Directions for this task:
From the records below, copy the lines that include "section".

Data provided:
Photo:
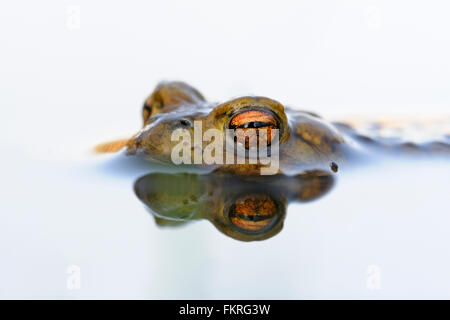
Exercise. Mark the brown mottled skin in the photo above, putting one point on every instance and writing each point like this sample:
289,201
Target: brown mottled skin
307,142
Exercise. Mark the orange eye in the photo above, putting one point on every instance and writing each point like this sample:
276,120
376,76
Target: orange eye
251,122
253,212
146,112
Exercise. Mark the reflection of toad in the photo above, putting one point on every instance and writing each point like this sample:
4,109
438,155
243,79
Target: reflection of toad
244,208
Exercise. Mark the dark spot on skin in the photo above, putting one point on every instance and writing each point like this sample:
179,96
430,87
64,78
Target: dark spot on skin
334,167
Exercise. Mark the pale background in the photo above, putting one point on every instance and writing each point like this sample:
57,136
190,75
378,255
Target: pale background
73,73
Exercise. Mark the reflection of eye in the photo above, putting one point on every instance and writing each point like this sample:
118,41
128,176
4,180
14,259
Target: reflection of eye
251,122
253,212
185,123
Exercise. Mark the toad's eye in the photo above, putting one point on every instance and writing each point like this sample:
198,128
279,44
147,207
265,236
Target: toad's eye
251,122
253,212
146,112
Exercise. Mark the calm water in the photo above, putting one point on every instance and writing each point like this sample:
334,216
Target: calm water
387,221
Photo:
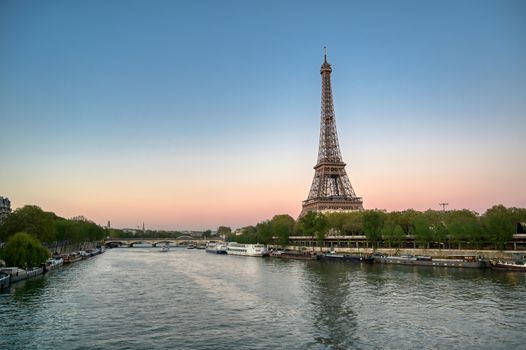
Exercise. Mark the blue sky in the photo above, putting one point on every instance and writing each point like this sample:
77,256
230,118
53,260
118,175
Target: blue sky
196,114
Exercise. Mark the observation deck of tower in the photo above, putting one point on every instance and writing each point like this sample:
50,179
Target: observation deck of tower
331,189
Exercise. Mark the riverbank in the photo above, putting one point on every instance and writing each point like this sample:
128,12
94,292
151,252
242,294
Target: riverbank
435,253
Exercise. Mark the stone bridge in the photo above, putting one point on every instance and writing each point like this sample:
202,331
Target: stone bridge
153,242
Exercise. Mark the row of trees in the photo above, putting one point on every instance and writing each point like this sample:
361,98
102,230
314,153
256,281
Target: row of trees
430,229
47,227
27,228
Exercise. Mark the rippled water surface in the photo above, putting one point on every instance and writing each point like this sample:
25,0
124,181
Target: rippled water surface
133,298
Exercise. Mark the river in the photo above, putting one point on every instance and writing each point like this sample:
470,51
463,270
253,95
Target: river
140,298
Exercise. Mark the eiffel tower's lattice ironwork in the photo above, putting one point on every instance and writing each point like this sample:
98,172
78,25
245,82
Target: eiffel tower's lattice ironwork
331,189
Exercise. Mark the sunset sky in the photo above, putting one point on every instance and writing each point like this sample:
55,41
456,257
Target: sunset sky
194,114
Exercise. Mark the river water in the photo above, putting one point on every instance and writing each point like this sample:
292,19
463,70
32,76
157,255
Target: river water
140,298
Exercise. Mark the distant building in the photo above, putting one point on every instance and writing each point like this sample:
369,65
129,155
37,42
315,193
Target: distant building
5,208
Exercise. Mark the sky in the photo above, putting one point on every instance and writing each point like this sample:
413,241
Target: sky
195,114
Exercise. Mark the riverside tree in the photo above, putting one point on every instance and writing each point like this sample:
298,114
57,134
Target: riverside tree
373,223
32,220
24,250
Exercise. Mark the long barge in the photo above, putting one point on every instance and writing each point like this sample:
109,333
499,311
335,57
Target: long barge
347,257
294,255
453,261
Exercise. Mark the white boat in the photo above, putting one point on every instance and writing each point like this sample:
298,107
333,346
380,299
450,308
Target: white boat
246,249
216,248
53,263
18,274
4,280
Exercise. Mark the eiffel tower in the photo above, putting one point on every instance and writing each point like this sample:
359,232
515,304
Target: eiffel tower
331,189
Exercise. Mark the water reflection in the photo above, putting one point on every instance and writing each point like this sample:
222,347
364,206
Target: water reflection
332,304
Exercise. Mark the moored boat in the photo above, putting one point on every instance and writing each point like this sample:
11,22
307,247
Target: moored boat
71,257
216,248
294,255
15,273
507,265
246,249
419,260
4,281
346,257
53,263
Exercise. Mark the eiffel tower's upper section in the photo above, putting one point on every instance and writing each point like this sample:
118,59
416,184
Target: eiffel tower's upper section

Final answer:
Exercise. Mark the eiffel tower's upper section in the photo above, putting one point on every instance and writing each point like this sample:
Target: eiffel tower's upper section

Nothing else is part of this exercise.